* BEGIN LISTED RECORDS *

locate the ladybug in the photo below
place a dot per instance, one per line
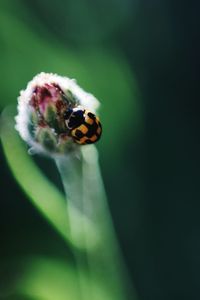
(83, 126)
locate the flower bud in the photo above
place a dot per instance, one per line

* END LISTED RECORDS *
* BEGIN LISTED RECORDS *

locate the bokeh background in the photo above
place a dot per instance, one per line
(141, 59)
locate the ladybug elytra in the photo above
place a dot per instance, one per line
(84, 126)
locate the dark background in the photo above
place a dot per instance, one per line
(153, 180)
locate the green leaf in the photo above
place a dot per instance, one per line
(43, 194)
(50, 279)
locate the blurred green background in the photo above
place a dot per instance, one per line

* END LISTED RECORDS *

YOUR TASK: Report how many lines of the data above contain the word "locate". Give only the number.

COMPLETE OUTPUT: 7